Copy the listing below in full and skip every picture.

Pointing and labeling entries:
◇ ◇ ◇ ◇ ◇
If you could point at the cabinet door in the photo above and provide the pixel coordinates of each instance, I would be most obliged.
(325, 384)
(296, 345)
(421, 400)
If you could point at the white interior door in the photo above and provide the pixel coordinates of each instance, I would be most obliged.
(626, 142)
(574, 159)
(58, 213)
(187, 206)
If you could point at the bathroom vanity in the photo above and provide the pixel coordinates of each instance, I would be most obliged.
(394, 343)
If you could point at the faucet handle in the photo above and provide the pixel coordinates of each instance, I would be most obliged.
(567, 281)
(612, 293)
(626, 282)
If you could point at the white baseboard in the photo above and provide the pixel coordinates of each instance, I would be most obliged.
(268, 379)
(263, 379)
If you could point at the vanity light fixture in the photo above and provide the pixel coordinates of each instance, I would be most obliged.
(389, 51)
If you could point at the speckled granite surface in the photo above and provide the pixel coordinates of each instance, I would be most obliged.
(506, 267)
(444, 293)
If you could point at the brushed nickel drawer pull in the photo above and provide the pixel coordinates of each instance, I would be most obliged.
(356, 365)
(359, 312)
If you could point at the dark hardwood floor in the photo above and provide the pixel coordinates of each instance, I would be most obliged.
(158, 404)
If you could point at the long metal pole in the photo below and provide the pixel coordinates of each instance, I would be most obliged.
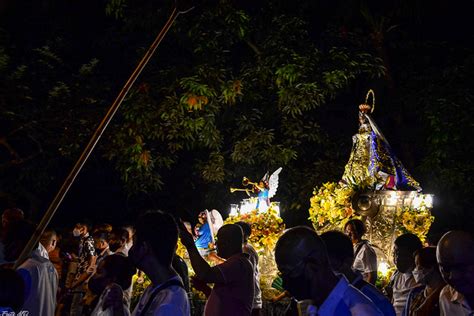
(93, 141)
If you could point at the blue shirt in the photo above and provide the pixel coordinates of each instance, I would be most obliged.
(375, 296)
(345, 300)
(204, 236)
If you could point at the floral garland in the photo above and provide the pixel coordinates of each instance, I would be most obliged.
(331, 208)
(267, 227)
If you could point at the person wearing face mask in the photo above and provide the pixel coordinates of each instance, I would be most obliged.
(113, 275)
(154, 245)
(455, 256)
(402, 281)
(424, 300)
(341, 258)
(118, 241)
(40, 278)
(365, 259)
(303, 262)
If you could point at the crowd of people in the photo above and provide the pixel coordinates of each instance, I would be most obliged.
(88, 270)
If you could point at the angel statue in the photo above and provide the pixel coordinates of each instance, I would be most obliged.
(265, 189)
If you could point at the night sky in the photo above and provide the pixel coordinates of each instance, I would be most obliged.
(442, 30)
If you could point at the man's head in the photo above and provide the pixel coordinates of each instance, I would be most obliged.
(202, 217)
(355, 229)
(156, 236)
(455, 255)
(49, 240)
(229, 240)
(302, 259)
(404, 247)
(246, 229)
(340, 250)
(101, 240)
(12, 215)
(113, 269)
(118, 238)
(80, 230)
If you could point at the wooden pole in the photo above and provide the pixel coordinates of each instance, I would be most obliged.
(96, 137)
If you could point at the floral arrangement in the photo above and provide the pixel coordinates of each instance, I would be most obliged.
(331, 208)
(416, 221)
(266, 227)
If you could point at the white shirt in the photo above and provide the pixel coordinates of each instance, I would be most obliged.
(343, 300)
(402, 284)
(99, 311)
(170, 301)
(451, 302)
(365, 260)
(41, 281)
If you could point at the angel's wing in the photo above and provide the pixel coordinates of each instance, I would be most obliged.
(273, 183)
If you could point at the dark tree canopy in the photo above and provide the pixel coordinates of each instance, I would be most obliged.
(237, 88)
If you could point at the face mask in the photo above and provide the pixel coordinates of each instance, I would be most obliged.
(421, 276)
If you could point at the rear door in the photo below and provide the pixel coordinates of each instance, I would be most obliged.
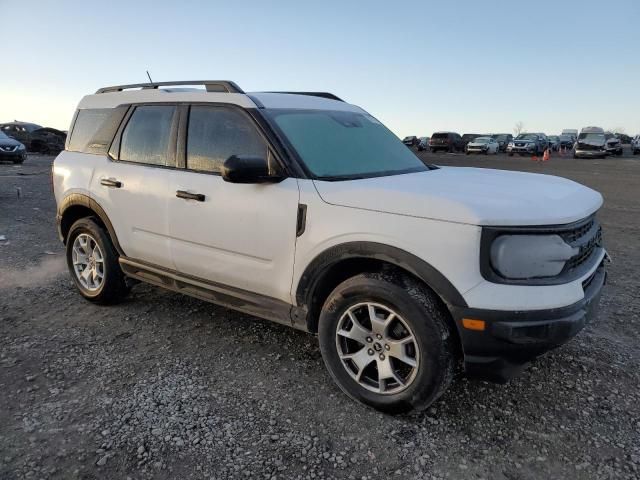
(238, 235)
(132, 186)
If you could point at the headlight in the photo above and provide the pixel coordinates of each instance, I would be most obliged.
(530, 256)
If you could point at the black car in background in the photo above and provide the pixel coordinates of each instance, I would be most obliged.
(11, 150)
(613, 145)
(411, 141)
(503, 140)
(566, 141)
(468, 137)
(35, 137)
(446, 141)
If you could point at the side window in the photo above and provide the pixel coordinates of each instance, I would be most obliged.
(147, 136)
(86, 125)
(216, 133)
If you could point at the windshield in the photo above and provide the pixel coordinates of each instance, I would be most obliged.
(336, 145)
◇ ◇ ◇ ◇ ◇
Output of the exercise:
If you could point at the cabinet door in the photo above and provide the pixel coordinates of each instance, I would be most obliged.
(325, 384)
(296, 345)
(421, 400)
If you could point at the white interior door in the photo above and provide the pixel coordinates of each instance, I would be most obliged.
(626, 142)
(574, 159)
(58, 213)
(187, 206)
If you could point at the bathroom vanity in the photo above and provide the pixel coordinates of each instance, I would be most obliged.
(394, 343)
If you could point at the faucet handle in the photo above and provide the pixel coordinates of each instance, I would be most obliged.
(567, 281)
(612, 293)
(626, 282)
If you could point at the white baseboard in the photo above and provide the pixel coordinates of each instance, I would be most obliged.
(268, 379)
(263, 379)
If you could point at the vanity light fixture in the photo above and provide the pixel coordinates of each instance, I would be most obliged.
(389, 51)
If you could point at the speckled granite surface in the photo above and provide the pixel coordinates of each instance, I would be most obliged.
(506, 267)
(444, 293)
If you could point at the brushed nickel drawer pull in the photo above and provide the pixel coordinates of each instance, I would be most obliged.
(356, 365)
(359, 312)
If you could point at the dark hardwood floor in the photo above and provide the pixel coordinates of each instance, I would be most obliged.
(158, 404)
If you could point at the long metal pole in the photo below and provide the pixel coordinates of each instance, I would be most obliged.
(93, 141)
If you could point at the blue shirt in the photo above and provide the pixel coordinates of each instance, I would be most obliged.
(375, 296)
(345, 300)
(204, 236)
If you could point at the floral garland in the photo above and provide the pixel coordinates of each instance, I would be most obliged.
(331, 208)
(267, 227)
If you could point at the person wearing face mask in the photo above and provide the pixel coordinates of each instance, I would be most obliged.
(113, 275)
(154, 245)
(455, 256)
(402, 281)
(424, 300)
(341, 258)
(118, 241)
(40, 278)
(365, 259)
(303, 262)
If you could point at the crowd of people in the photo above and provide the pixel coordinates of each instance, I would be most obliged.
(88, 270)
If you could point at the angel statue in the photo above and provide the pixel coordinates of each instance, I would be most obliged.
(265, 189)
If you could point at the night sky in the photo above and provide the pixel coordinates of each instance, I would be most obliged.
(442, 30)
If you could point at the man's head in the photo above and provide the pixel coordinates of each instance, I would be most obliged.
(202, 217)
(355, 229)
(156, 236)
(455, 255)
(49, 240)
(229, 240)
(302, 259)
(404, 247)
(246, 229)
(340, 250)
(101, 240)
(12, 215)
(113, 269)
(118, 238)
(80, 230)
If you could point at the wooden pole in the photo above and provide the pixel coordinates of each instance, I would be most obliged.
(96, 137)
If you could point at the floral arrangement in the photo above and provide the pixel coordinates of each instance, I would be most obliged.
(331, 208)
(416, 221)
(266, 227)
If you could point at the white shirt in the photo above and provide the pixel coordinates of each instance, I would be most obliged.
(343, 300)
(402, 284)
(99, 311)
(170, 301)
(451, 302)
(365, 260)
(41, 281)
If you could point at the angel's wing in the photo above and provide the pixel coordinates of each instance, I would be most obliged.
(273, 183)
If you could point at the dark tree canopy in the photo above and provide the pixel coordinates of each instance, I would be most obliged.
(237, 88)
If you could point at the face mask in the photo above and provide the pixel coordinates of each instance, I would be most obliged.
(421, 276)
If you could point at the rear door in the photo below and provide the pixel coordinates of each instance, I would be most obliged.
(238, 235)
(132, 186)
If you could point at the headlight in the photo above and provide the pixel coordinates of each instance, I would be most obliged.
(530, 256)
If you could point at the black car in background in the photo above and provide the pixel coordinates of each instance, I would be most obliged.
(11, 150)
(613, 145)
(411, 141)
(503, 140)
(566, 141)
(468, 137)
(35, 137)
(446, 141)
If you could point at the side window in the photo above and provide the pixel coordinates of each instance, I would be most obliged.
(147, 136)
(86, 125)
(216, 133)
If you could point at the windshield in the photo above and provide the pixel coordinates of each instance, I would be most obliged.
(336, 145)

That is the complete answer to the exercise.